**Lesetext**
┌────────
In nahezu allen größeren Live-Sendungen im deutschen Fernsehen wird auf die sozialen Netzwerke, insbesondere auf Facebook oder twitter verwiesen. Die Zuschauer sollen ihre Meinung abgeben und so mit der Moderation oder unter sich kommunizieren. Selbst über den Tatort soll „getwittert“ werden. Aber auch viele Prominente, gleich ob Profisportler oder Schauspieler, sind bereits seit längerem auf Facebook mit ihrer eigenen Seite vertreten. Einige beschränken sich dabei auf Beiträge zu ihren beruflichen Tätigkeiten, andere geben tiefe Einblicke in ihr Privatleben. Der deutsche Sportmoderator Frank „Buschi“ Buschmann ist sogar während der von ihm als Co-Moderator begleitenden Pro7 Sendung mit seinem Smartphone aktiv und gibt seinen Fans auf Facebook einen zusätzlichen Einblick aus der Reporterkabine.
└────────
**Material**
┌────────
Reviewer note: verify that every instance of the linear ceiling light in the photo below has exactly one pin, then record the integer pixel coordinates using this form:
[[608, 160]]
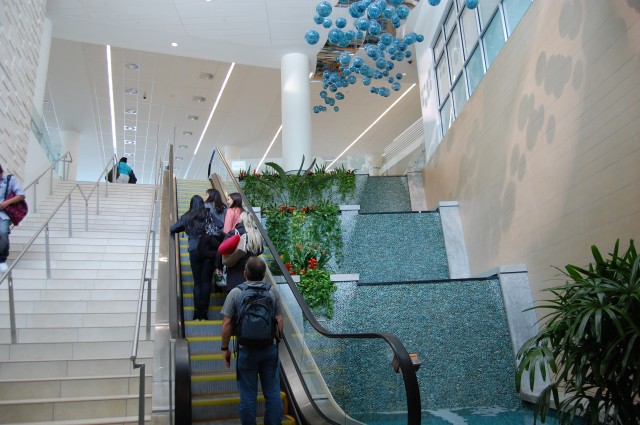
└────────
**Arbeitsauftrag**
Gib aus dem Lesetext den Abschnitt wortgetreu aus, der mit den Worten „In nahezu allen“ anfängt und mit „aus der Reporterkabine.“ aufhört.

**Antwort**
In nahezu allen größeren Live-Sendungen im deutschen Fernsehen wird auf die sozialen Netzwerke, insbesondere auf Facebook oder twitter verwiesen. Die Zuschauer sollen ihre Meinung abgeben und so mit der Moderation oder unter sich kommunizieren. Selbst über den Tatort soll „getwittert“ werden. Aber auch viele Prominente, gleich ob Profisportler oder Schauspieler, sind bereits seit längerem auf Facebook mit ihrer eigenen Seite vertreten. Einige beschränken sich dabei auf Beiträge zu ihren beruflichen Tätigkeiten, andere geben tiefe Einblicke in ihr Privatleben. Der deutsche Sportmoderator Frank „Buschi“ Buschmann ist sogar während der von ihm als Co-Moderator begleitenden Pro7 Sendung mit seinem Smartphone aktiv und gibt seinen Fans auf Facebook einen zusätzlichen Einblick aus der Reporterkabine.